● **What the task asks**
Each record, minus any picture, should be returned exactly as written.

● **Records shown**
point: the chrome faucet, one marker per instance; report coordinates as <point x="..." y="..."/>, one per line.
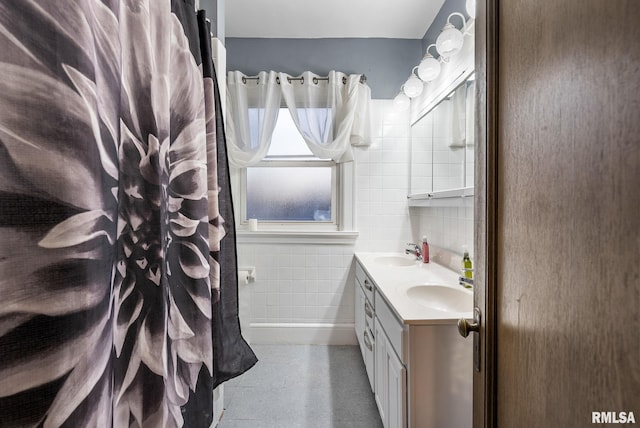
<point x="415" y="251"/>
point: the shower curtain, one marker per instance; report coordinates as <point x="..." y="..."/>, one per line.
<point x="118" y="292"/>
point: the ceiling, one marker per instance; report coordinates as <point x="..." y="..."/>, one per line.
<point x="396" y="19"/>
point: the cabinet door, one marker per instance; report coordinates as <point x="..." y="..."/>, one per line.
<point x="397" y="391"/>
<point x="360" y="317"/>
<point x="381" y="377"/>
<point x="390" y="382"/>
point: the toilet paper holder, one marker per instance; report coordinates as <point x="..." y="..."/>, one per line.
<point x="247" y="274"/>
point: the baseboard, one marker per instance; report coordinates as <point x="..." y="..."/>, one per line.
<point x="302" y="334"/>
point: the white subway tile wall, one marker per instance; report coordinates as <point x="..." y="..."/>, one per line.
<point x="313" y="283"/>
<point x="446" y="227"/>
<point x="300" y="283"/>
<point x="382" y="171"/>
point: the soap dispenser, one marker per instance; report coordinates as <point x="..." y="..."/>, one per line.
<point x="467" y="265"/>
<point x="425" y="250"/>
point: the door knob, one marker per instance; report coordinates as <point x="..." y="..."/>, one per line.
<point x="466" y="326"/>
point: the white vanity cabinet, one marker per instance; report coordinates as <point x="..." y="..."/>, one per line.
<point x="390" y="382"/>
<point x="364" y="324"/>
<point x="421" y="369"/>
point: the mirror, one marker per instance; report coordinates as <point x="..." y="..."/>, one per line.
<point x="442" y="146"/>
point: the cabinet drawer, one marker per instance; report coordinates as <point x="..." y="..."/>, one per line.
<point x="365" y="282"/>
<point x="392" y="327"/>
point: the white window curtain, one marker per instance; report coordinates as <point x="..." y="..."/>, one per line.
<point x="252" y="111"/>
<point x="330" y="114"/>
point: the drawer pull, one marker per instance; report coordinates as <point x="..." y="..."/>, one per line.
<point x="367" y="310"/>
<point x="367" y="341"/>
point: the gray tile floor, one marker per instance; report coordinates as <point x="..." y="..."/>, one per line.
<point x="301" y="386"/>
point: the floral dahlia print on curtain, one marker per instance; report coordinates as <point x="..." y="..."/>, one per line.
<point x="108" y="217"/>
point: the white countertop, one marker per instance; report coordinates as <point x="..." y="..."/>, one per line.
<point x="393" y="281"/>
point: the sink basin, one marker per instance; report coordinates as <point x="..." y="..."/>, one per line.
<point x="395" y="260"/>
<point x="442" y="298"/>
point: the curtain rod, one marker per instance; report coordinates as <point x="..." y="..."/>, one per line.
<point x="363" y="79"/>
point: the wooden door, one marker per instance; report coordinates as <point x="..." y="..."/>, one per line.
<point x="558" y="255"/>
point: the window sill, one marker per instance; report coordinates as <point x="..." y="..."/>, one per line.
<point x="296" y="237"/>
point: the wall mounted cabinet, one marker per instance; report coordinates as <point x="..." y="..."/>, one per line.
<point x="442" y="133"/>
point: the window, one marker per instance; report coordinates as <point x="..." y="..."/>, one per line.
<point x="293" y="189"/>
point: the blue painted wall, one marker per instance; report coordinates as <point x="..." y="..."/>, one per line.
<point x="386" y="62"/>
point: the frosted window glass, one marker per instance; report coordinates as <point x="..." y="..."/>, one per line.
<point x="289" y="193"/>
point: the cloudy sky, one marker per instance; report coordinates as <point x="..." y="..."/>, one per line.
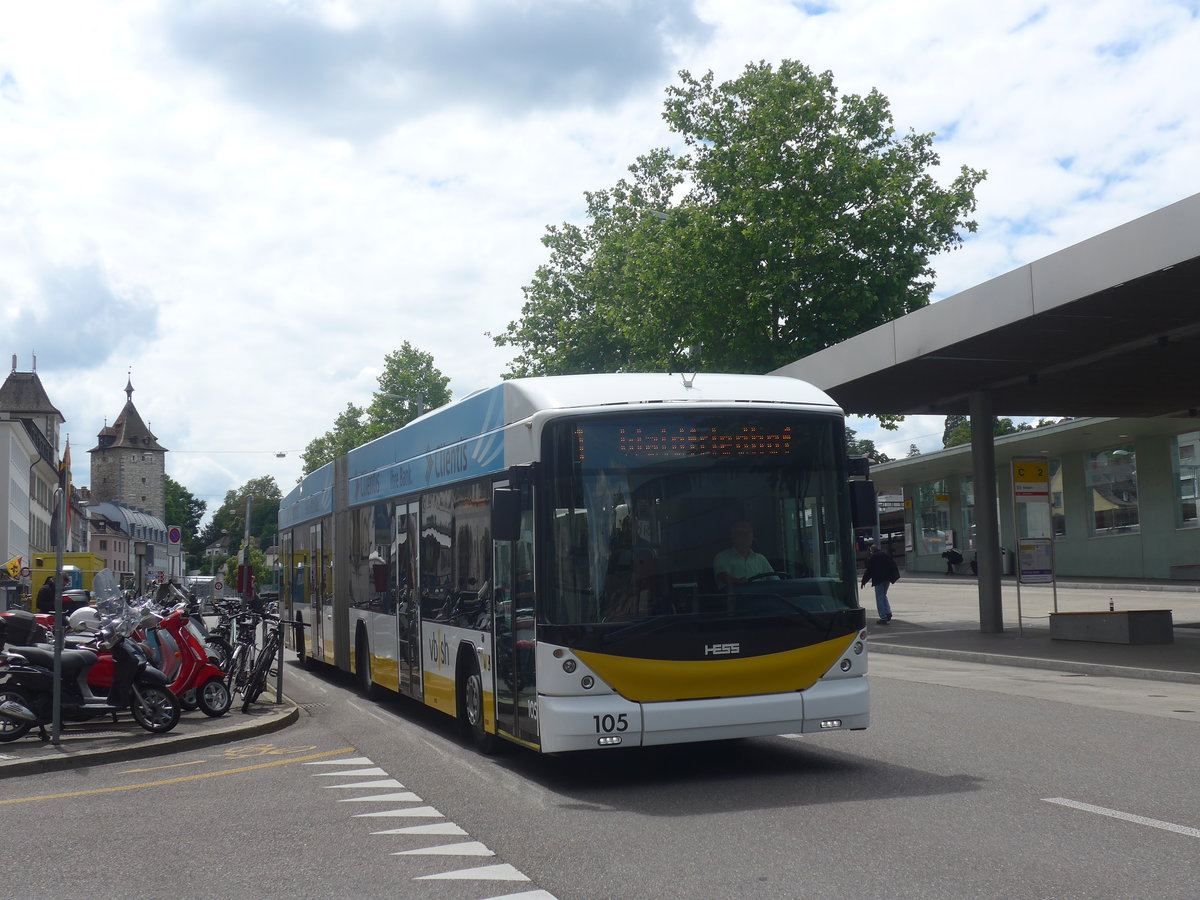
<point x="246" y="204"/>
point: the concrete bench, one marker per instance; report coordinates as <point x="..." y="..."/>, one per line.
<point x="1119" y="627"/>
<point x="1188" y="571"/>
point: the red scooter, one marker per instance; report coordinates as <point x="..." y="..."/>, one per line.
<point x="187" y="665"/>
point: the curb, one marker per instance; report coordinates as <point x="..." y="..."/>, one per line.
<point x="1001" y="659"/>
<point x="58" y="760"/>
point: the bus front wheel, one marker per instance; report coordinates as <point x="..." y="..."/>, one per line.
<point x="471" y="707"/>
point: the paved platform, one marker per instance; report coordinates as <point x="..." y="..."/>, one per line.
<point x="934" y="616"/>
<point x="939" y="616"/>
<point x="100" y="741"/>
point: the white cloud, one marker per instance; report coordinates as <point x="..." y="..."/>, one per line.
<point x="251" y="203"/>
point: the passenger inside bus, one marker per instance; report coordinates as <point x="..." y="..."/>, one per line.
<point x="739" y="562"/>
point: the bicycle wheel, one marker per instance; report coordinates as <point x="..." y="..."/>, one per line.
<point x="257" y="682"/>
<point x="239" y="667"/>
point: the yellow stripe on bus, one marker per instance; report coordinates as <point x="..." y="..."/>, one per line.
<point x="655" y="679"/>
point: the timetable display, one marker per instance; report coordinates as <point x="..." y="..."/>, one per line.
<point x="652" y="443"/>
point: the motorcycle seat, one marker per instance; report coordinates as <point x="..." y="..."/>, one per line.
<point x="73" y="661"/>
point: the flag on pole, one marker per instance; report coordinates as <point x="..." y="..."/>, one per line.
<point x="65" y="484"/>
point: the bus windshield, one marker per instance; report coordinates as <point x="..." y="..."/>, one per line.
<point x="695" y="513"/>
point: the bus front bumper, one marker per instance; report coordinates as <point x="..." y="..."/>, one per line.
<point x="610" y="721"/>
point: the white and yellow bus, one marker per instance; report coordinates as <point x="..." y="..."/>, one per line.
<point x="537" y="559"/>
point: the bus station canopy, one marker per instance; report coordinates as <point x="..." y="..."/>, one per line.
<point x="1109" y="327"/>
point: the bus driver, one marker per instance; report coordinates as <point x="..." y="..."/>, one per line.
<point x="739" y="562"/>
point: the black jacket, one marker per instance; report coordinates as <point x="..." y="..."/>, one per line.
<point x="880" y="569"/>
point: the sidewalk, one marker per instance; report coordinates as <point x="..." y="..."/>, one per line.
<point x="939" y="616"/>
<point x="100" y="741"/>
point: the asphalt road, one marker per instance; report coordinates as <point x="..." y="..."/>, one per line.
<point x="973" y="781"/>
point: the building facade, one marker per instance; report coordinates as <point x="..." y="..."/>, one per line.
<point x="1119" y="501"/>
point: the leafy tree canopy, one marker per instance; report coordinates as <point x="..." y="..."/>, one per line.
<point x="960" y="431"/>
<point x="796" y="217"/>
<point x="856" y="447"/>
<point x="408" y="385"/>
<point x="185" y="510"/>
<point x="229" y="520"/>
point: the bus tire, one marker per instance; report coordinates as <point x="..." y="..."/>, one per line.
<point x="471" y="708"/>
<point x="363" y="666"/>
<point x="303" y="657"/>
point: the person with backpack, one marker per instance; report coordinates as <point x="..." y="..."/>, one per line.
<point x="882" y="571"/>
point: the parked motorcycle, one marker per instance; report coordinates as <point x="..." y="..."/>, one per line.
<point x="27" y="679"/>
<point x="193" y="676"/>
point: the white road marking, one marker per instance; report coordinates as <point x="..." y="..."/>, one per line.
<point x="433" y="828"/>
<point x="382" y="783"/>
<point x="1125" y="816"/>
<point x="414" y="811"/>
<point x="502" y="871"/>
<point x="463" y="849"/>
<point x="402" y="797"/>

● **Response for this exercise**
point: the chrome faucet, one marker per instance; report coordinates as <point x="..." y="..."/>, one per line.
<point x="415" y="251"/>
point: the shower curtain, one marker per instance; report coordinates as <point x="..." y="..."/>, one per line.
<point x="118" y="292"/>
point: the ceiling, one marker per instance; report coordinates as <point x="..." y="..."/>, one per line.
<point x="396" y="19"/>
point: the cabinet door, one marker per instance; report coordinates as <point x="..." y="..."/>, one per line.
<point x="397" y="391"/>
<point x="360" y="317"/>
<point x="381" y="377"/>
<point x="390" y="382"/>
point: the toilet paper holder, one marker per instance; report coordinates as <point x="..." y="..."/>, one per line.
<point x="247" y="274"/>
point: the baseboard, one marker per instance; report coordinates as <point x="..." y="..."/>, one per line.
<point x="302" y="334"/>
point: the white subway tile wall, one marker per instance; report coordinates as <point x="..." y="..."/>, one per line.
<point x="313" y="283"/>
<point x="446" y="227"/>
<point x="300" y="283"/>
<point x="382" y="171"/>
point: the soap dispenser, one marker per instance; report coordinates as <point x="..." y="..."/>, one per line.
<point x="467" y="265"/>
<point x="425" y="250"/>
point: the door knob, one marker per instance; report coordinates as <point x="..." y="..."/>, one per line.
<point x="466" y="326"/>
point: the white vanity cabinet, one marker per instance; report coordinates as <point x="..." y="..."/>, one per line.
<point x="390" y="382"/>
<point x="364" y="324"/>
<point x="421" y="369"/>
point: the mirror, one marker per instance; report coordinates as <point x="..." y="..."/>, one per line.
<point x="442" y="146"/>
point: the cabinet drawer, one marker per instance; report coordinates as <point x="..." y="..."/>, one per line.
<point x="365" y="282"/>
<point x="392" y="327"/>
point: the white window curtain, one marker per instance; report coordinates as <point x="..." y="..."/>, one per line.
<point x="252" y="111"/>
<point x="330" y="114"/>
point: the drawer pull, one marker per instance; report coordinates as <point x="..." y="..."/>, one per line.
<point x="367" y="310"/>
<point x="367" y="341"/>
point: the gray tile floor, one marker per instance; report coordinates as <point x="..." y="..."/>, one per line.
<point x="301" y="386"/>
point: the floral dahlia print on curtain, one marker per instance; report coordinates as <point x="..." y="..."/>, one per line.
<point x="108" y="217"/>
point: the white countertop, one marker per instance; report coordinates as <point x="..." y="..."/>, one per line.
<point x="393" y="281"/>
point: the sink basin, one marker per instance; report coordinates as <point x="..." y="..."/>, one per line.
<point x="395" y="260"/>
<point x="442" y="298"/>
point: the curtain rod, one marker per instance; report coordinates as <point x="..." y="..."/>, one per line.
<point x="363" y="79"/>
point: the wooden door, one marker per instance; report coordinates as <point x="..." y="..."/>, one per line.
<point x="558" y="255"/>
point: the window sill, one marker per instance; report coordinates as <point x="..." y="..."/>, one per line.
<point x="296" y="237"/>
point: the wall mounted cabinet, one marker per instance; report coordinates as <point x="..." y="..."/>, one per line.
<point x="442" y="133"/>
point: the window, one marker per instance; report coordinates as <point x="..." y="..."/>, one per line.
<point x="293" y="189"/>
point: the blue painted wall, one marker per instance; report coordinates as <point x="..." y="..."/>, one per line.
<point x="386" y="62"/>
point: the frosted window glass, one marker per instance; report coordinates as <point x="..." y="..."/>, one per line.
<point x="289" y="193"/>
point: the cloudy sky, one marker per instance; report coordinates as <point x="..." y="..."/>, one per line.
<point x="246" y="204"/>
point: the concrete bench, one marker per instance; report coordinates as <point x="..." y="..."/>, one per line.
<point x="1119" y="627"/>
<point x="1188" y="571"/>
point: the red scooter, one marker per instance; report coordinates as <point x="..." y="..."/>, one per line.
<point x="187" y="665"/>
point: the curb, one marker per instance; report coordinates as <point x="..." y="..."/>, one per line.
<point x="1001" y="659"/>
<point x="58" y="760"/>
point: the bus front wheel, one marker per instance; report coordinates as <point x="..." y="..."/>, one per line.
<point x="471" y="707"/>
point: the paved platform, one marker per instance; report coordinates as <point x="..." y="..."/>, one per line.
<point x="934" y="616"/>
<point x="939" y="616"/>
<point x="100" y="741"/>
point: the white cloud, one marker per instance; report coordinates as <point x="..." y="..."/>, one per line.
<point x="251" y="203"/>
point: the passenger inside bus, one marker per instance; report coordinates as <point x="..." y="..."/>, one per line.
<point x="739" y="562"/>
point: the bicycle wheel, one marker per instance; report coordinates as <point x="..." y="..."/>, one per line.
<point x="257" y="682"/>
<point x="239" y="667"/>
point: the yellow stripe on bus, one marker per instance; report coordinates as <point x="..." y="..."/>, one per line.
<point x="655" y="679"/>
point: the timetable display, one marker per instance; report coordinates as <point x="..." y="..."/>, one per line.
<point x="652" y="443"/>
point: the motorcycle seat, one marker per instance; report coordinates as <point x="..." y="..."/>, one per line.
<point x="73" y="661"/>
point: the flag on pole, one marker per instance; report coordinates as <point x="..." y="..."/>, one per line.
<point x="65" y="484"/>
point: the bus windshield, one marker per instance; report coordinates as <point x="..." y="..."/>, one per line.
<point x="695" y="513"/>
point: the bus front bumper, one marker per instance; report coordinates as <point x="..." y="..."/>, one per line.
<point x="610" y="721"/>
point: the white and yellow bus, one marker per instance; report coordinates as <point x="..." y="..."/>, one per line.
<point x="537" y="559"/>
point: the bus station canopy, one marker per instance; report coordinates as <point x="..." y="..."/>, one per line.
<point x="1109" y="327"/>
point: the bus driver, one marker per instance; report coordinates as <point x="..." y="..."/>, one per line.
<point x="739" y="562"/>
point: the black jacket, one marker per instance; report coordinates as <point x="..." y="..."/>, one per line.
<point x="880" y="569"/>
point: the sidewalk, one marker per instance; report coordinates as <point x="..." y="..."/>, one per line.
<point x="939" y="616"/>
<point x="100" y="741"/>
point: the asphalt road, one marker per instance; report coordinates as <point x="..." y="..."/>, one per line.
<point x="973" y="781"/>
point: the building facade, one marker per instance; report coordinates as <point x="..." y="..."/>, one per line.
<point x="1119" y="501"/>
point: the leafy tree canopy, one marker per instance; report coordinates as <point x="..." y="..."/>, one per line.
<point x="960" y="431"/>
<point x="796" y="217"/>
<point x="856" y="447"/>
<point x="408" y="385"/>
<point x="185" y="510"/>
<point x="229" y="520"/>
point: the bus tire, one marker per instance; report coordinates as <point x="..." y="..."/>, one per line.
<point x="471" y="708"/>
<point x="363" y="666"/>
<point x="303" y="657"/>
point: the person with backpack, one marker per instance; report coordinates as <point x="..." y="..."/>, one per line.
<point x="882" y="571"/>
point: the parked motorcycle, one marker per instance; report coordinates as <point x="..." y="..."/>, one per line.
<point x="27" y="679"/>
<point x="193" y="676"/>
point: the white road marking, one marker per instance; report coordinates as <point x="..." y="..."/>, one per line.
<point x="433" y="828"/>
<point x="382" y="783"/>
<point x="1125" y="816"/>
<point x="414" y="811"/>
<point x="502" y="871"/>
<point x="463" y="849"/>
<point x="402" y="797"/>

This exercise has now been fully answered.